_Source passage_:
Steve Maughan wrote:
hgm wrote:
bob wrote:Poor logic. If that were true, then Windows must be the work of a genius and be better than any option. Give me Linux/Unix EVERY last time. The only virus I worry about is the Flu virus...
Indeed. It is pretty common in technology that the poorest system conquers the market. In our area of expertise of course Windows sticks out as an example. But it was also true for VCRs, and internal combustion engines are intrinsically inferior to Stirling engines, but virtually all cars still use them.

Technical quality hardly counts, it is all marketing. Almost to the point where the correlation becomes negative: "Almost everyone uses this, so it must be crap!"
Just to be clear, I did not say UCI is better because it's popular (which I think is implied by Bob's analogy). I said the best engines use it, so it must be "OK" (i.e. they must consider it does not weaken their engines).

_Given entries_:

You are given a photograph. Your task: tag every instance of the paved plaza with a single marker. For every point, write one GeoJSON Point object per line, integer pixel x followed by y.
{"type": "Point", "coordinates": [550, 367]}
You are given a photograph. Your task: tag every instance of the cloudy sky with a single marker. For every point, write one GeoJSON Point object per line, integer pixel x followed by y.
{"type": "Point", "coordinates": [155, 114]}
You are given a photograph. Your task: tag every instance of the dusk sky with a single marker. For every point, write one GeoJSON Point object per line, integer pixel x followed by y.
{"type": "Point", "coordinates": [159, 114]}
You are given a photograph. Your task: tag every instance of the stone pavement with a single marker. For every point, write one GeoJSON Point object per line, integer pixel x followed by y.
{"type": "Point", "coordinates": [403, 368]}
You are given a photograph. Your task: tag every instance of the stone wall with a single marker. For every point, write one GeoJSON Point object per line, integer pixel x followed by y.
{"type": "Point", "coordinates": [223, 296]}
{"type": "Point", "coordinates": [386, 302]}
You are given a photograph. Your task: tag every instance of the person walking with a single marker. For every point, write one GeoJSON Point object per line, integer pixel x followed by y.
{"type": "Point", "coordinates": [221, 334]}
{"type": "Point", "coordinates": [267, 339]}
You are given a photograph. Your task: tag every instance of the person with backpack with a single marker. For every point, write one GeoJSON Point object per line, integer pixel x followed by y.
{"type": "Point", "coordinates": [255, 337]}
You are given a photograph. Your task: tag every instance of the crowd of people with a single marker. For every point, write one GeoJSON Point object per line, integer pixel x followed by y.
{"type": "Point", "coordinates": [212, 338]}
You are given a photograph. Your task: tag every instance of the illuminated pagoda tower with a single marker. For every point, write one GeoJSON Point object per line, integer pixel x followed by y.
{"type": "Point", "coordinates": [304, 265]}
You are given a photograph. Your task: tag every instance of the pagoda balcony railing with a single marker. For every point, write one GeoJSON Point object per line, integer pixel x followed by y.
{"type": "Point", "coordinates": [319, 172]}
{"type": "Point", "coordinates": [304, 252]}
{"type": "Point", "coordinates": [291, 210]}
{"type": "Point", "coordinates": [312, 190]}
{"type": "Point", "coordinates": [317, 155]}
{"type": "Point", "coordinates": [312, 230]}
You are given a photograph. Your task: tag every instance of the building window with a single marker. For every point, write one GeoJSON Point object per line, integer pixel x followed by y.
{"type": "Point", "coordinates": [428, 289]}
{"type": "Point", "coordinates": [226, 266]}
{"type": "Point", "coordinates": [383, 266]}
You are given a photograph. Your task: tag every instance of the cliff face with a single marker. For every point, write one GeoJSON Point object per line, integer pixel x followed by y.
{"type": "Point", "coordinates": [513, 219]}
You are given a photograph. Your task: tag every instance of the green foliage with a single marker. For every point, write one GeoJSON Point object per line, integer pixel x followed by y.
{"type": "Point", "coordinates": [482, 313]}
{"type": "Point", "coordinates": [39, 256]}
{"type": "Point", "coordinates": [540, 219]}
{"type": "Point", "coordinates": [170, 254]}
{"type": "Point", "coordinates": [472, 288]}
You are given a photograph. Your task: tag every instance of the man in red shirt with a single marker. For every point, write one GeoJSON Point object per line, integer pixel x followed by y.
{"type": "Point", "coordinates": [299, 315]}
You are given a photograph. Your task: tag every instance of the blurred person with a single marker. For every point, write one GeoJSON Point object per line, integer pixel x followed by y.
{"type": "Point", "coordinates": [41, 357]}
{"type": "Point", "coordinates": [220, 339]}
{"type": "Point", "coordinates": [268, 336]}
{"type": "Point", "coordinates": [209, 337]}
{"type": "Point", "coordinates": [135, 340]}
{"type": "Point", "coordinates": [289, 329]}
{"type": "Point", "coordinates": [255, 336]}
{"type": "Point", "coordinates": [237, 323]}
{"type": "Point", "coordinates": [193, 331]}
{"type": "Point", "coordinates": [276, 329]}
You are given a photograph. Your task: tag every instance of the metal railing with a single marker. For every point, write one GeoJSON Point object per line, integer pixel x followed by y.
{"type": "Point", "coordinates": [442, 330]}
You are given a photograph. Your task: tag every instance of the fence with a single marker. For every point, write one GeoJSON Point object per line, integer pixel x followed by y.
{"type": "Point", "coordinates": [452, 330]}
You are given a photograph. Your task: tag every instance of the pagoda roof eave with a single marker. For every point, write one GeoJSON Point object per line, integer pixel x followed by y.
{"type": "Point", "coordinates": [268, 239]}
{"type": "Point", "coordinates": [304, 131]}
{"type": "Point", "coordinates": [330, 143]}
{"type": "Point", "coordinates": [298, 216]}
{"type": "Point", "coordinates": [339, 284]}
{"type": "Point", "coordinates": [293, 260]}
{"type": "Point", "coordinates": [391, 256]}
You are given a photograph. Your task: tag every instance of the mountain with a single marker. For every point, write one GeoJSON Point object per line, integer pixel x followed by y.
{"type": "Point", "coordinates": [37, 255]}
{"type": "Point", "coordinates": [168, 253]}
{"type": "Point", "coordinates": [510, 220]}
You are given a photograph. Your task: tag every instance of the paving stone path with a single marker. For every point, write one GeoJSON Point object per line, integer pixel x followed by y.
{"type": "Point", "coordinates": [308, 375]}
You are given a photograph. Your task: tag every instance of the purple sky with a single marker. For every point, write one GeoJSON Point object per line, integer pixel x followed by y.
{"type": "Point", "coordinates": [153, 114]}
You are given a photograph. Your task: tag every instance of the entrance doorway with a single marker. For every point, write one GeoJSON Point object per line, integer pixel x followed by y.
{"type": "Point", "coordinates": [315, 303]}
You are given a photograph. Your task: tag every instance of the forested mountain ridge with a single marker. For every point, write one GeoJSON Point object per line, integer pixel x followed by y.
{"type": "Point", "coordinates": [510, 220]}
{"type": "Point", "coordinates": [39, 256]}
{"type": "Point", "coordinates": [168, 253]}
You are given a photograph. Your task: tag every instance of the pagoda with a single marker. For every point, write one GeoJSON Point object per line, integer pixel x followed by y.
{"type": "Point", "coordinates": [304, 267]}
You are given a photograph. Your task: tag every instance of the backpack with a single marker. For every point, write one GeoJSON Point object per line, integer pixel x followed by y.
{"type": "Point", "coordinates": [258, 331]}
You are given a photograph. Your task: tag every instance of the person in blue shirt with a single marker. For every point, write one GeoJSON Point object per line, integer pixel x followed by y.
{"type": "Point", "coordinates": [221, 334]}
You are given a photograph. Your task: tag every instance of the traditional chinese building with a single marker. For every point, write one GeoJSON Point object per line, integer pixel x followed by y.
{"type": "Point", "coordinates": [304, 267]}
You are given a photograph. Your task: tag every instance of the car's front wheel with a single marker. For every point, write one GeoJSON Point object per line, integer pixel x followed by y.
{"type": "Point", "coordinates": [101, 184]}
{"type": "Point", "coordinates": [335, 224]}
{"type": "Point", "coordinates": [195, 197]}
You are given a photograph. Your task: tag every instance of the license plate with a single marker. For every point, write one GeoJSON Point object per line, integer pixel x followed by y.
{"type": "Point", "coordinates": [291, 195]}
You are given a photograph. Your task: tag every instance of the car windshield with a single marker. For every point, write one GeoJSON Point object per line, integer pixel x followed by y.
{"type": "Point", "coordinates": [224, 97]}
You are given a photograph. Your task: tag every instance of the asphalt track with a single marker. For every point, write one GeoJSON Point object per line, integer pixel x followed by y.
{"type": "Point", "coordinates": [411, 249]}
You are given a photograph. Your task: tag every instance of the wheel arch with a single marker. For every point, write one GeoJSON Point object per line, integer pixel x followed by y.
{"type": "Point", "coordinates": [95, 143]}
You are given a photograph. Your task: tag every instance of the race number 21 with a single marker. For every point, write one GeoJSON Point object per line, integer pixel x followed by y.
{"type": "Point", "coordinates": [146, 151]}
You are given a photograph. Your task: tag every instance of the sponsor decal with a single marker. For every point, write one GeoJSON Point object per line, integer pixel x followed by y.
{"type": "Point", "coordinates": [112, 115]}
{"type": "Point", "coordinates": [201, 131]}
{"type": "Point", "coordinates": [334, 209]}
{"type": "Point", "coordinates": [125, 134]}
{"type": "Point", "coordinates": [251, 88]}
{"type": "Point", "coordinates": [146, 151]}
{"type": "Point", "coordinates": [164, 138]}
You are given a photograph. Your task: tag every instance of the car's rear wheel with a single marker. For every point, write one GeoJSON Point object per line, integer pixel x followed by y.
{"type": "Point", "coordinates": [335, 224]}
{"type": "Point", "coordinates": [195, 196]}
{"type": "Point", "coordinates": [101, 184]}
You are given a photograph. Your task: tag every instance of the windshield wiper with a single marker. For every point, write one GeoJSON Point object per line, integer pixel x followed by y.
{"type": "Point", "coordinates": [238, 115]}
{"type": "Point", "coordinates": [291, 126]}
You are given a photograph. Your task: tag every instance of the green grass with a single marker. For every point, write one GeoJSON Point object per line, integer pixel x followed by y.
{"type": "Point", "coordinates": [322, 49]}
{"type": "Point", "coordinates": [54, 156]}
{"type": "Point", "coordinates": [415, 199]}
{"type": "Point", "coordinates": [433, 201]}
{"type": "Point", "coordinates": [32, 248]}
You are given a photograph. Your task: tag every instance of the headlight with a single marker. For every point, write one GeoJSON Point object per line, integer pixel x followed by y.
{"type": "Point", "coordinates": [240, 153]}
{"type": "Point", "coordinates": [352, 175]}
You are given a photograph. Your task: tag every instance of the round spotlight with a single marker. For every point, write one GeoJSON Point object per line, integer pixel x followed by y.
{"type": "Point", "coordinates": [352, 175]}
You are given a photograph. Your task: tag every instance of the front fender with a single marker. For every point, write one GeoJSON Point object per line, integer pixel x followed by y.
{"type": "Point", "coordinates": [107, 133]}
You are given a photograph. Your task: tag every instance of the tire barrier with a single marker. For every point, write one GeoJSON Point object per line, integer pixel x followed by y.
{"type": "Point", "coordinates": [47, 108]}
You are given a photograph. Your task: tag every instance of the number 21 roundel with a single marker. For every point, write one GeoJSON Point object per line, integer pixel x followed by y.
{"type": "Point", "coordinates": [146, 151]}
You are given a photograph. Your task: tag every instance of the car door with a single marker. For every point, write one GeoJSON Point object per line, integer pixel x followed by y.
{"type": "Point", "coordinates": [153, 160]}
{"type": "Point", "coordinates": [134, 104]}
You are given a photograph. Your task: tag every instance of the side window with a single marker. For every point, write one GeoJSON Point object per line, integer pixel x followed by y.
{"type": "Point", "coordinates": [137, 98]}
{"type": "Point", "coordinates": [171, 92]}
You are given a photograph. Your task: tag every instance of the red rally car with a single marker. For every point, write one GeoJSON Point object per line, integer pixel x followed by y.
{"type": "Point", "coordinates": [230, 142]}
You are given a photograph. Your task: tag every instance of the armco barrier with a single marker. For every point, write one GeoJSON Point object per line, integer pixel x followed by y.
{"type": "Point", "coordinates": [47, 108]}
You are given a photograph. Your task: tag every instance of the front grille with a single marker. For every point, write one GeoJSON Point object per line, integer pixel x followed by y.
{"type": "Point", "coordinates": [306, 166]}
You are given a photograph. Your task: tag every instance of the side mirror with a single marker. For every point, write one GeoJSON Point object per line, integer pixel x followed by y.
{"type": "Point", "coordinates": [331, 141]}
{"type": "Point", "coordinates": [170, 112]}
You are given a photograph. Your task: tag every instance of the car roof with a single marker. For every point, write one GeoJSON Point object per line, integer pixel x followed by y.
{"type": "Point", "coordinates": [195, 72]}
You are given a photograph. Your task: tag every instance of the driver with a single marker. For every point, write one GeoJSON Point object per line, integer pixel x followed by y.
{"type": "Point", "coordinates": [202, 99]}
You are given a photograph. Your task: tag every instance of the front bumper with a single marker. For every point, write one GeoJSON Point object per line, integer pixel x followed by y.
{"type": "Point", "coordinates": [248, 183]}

_Questions to answer_:
(1) Answer these about the forum exchange:
(a) What is the only virus bob says he worries about?
(b) What kind of engine does hgm call intrinsically inferior to Stirling engines?
(c) What does Steve Maughan say the best engines use?
(2) Sum up the forum exchange in two sentences.
(3) Extend the forum exchange with one more reply that picks up right after Steve Maughan's last post.
You can set the data aside; none of it is used here.

_Results of the tasks_:
(1)
(a) The Flu virus.
(b) Internal combustion engines.
(c) UCI.

(2) bob calls it poor logic to judge a system by its popularity, pointing to Windows and preferring Linux/Unix, and hgm agrees that the poorest system often conquers the market, as with Windows, VCRs, and internal combustion engines, because technical quality hardly counts next to marketing. Steve Maughan clarifies that the point was not that UCI is better because it is popular, but that the best engines use it, so it must be "OK."

(3)
- Steve
A GUI is unlikely to weaken an engine, except that in the case of chessbase, they did exactly this years ago. If you understand the xboard protocol, you would know that when the opponent makes a move, you relay that move to the program. Which meant back when that if you just said "new game" and then "sent move list" you would wipe out the hash table, wipe out anything learned during pondering, and basically make pondering pointless. It was a year or so before a couple of us received some games played via their GUI and discovered that this was going on. They KNEW.

I've simply always considered UCI as inferior. Trying to make a "stateless" interface for a "stateful" game made little sense when I first saw it. It requires kludges introduced into the program to avoid the restart penalty among other things. I won't go in to all the things I don't like about it, suffice it to say it is not something I want to deal with since, for me, xboard works flawlessly with no effort needed since it is already done.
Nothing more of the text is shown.